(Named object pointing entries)
________________________

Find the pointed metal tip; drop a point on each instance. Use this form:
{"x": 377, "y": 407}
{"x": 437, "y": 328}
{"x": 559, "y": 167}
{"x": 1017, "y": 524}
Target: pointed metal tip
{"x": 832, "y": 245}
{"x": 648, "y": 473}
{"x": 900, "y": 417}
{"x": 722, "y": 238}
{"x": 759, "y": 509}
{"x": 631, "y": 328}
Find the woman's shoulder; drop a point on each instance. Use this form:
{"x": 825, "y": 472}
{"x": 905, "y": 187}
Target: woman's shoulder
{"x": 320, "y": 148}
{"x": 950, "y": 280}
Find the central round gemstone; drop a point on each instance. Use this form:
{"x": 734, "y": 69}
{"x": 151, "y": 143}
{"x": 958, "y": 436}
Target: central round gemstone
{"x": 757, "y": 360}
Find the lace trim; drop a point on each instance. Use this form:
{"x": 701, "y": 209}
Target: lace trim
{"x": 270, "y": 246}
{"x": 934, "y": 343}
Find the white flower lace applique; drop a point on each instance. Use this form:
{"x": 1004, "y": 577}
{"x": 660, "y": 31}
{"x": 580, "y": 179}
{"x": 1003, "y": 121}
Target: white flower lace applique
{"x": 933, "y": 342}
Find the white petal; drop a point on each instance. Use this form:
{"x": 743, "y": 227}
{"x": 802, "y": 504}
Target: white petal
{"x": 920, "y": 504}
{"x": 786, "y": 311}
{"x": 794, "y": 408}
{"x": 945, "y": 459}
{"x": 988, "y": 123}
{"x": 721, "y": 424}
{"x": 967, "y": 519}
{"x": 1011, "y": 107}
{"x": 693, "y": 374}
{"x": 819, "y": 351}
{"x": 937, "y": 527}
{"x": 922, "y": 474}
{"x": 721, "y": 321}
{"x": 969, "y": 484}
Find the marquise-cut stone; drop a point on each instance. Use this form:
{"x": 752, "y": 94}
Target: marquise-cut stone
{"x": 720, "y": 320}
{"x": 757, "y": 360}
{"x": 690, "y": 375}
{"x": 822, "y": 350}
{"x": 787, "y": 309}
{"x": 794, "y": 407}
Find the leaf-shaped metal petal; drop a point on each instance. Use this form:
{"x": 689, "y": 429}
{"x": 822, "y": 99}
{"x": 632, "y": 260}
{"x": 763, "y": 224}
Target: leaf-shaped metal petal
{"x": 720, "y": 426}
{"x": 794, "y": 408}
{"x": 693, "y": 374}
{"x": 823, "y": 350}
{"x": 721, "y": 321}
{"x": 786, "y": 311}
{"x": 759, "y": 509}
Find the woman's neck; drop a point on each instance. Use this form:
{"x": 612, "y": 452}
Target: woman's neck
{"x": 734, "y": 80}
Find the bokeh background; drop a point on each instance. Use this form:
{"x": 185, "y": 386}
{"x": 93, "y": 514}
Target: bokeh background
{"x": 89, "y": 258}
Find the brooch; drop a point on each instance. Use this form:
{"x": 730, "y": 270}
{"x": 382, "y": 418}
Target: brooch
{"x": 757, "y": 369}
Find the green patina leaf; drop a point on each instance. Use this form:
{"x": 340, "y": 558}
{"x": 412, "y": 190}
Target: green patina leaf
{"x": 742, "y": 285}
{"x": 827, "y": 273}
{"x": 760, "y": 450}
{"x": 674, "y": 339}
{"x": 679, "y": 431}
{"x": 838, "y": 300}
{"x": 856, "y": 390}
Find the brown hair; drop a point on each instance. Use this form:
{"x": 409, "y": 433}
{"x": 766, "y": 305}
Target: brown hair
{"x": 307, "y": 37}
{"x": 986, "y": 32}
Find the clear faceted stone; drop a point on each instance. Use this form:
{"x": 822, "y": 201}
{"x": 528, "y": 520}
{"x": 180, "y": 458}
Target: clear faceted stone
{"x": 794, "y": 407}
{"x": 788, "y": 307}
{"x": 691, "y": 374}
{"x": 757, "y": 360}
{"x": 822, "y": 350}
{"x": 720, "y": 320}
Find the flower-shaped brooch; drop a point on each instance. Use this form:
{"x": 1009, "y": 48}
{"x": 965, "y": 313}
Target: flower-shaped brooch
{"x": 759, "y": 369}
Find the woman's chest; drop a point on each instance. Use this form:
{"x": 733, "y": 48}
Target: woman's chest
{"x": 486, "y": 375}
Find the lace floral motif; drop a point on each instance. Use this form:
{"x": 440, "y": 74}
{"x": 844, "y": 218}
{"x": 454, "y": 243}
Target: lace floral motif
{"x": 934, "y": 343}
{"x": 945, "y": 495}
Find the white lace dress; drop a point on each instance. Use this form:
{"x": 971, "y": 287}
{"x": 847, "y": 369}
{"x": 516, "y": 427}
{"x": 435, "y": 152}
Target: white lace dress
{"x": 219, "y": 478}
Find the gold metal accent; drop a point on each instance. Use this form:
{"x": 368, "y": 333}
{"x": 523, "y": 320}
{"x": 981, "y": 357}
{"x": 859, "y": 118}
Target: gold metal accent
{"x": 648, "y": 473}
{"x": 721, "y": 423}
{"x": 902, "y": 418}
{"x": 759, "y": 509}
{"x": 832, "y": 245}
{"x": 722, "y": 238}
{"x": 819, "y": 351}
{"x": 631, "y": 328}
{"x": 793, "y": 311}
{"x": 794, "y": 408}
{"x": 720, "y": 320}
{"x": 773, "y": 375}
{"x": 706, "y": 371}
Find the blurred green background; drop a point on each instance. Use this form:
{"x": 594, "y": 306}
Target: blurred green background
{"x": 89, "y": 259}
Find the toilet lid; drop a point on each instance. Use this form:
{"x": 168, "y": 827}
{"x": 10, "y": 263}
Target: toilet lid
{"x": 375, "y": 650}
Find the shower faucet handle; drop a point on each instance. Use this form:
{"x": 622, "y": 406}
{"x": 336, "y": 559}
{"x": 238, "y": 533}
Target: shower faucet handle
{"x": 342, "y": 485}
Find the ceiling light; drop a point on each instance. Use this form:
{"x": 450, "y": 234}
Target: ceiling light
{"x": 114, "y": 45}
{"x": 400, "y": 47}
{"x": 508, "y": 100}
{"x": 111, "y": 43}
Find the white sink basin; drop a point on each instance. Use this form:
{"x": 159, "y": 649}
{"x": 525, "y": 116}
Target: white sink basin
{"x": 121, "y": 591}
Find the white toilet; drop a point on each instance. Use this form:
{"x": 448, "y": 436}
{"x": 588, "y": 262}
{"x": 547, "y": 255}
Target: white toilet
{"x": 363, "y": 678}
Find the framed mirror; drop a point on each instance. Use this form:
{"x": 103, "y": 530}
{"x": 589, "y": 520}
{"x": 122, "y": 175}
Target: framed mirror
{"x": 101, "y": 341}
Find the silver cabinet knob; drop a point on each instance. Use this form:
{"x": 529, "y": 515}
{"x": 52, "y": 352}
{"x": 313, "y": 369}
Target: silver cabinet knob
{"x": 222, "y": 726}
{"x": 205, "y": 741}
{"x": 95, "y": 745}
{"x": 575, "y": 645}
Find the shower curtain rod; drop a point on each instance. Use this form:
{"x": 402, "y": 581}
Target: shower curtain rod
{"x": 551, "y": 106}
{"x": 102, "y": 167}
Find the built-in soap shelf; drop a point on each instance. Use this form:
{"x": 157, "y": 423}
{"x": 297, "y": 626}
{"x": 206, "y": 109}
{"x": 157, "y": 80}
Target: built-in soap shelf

________________________

## Work required
Would you quote, exactly and only, the lines from the one containing "Find the silver" to the end of the entries?

## Task result
Find the silver cabinet knob; drop a point on each instance. Use this form:
{"x": 529, "y": 515}
{"x": 52, "y": 352}
{"x": 313, "y": 369}
Target: silver cabinet knob
{"x": 222, "y": 726}
{"x": 205, "y": 741}
{"x": 95, "y": 745}
{"x": 575, "y": 645}
Find the shower curtain rod; drop a point on each instance. Use this form:
{"x": 402, "y": 581}
Target: shower curtain rod
{"x": 551, "y": 106}
{"x": 102, "y": 167}
Find the built-in soap shelf; drop a point on each instance. Use this form:
{"x": 157, "y": 423}
{"x": 297, "y": 626}
{"x": 206, "y": 109}
{"x": 157, "y": 80}
Target: built-in soap shelf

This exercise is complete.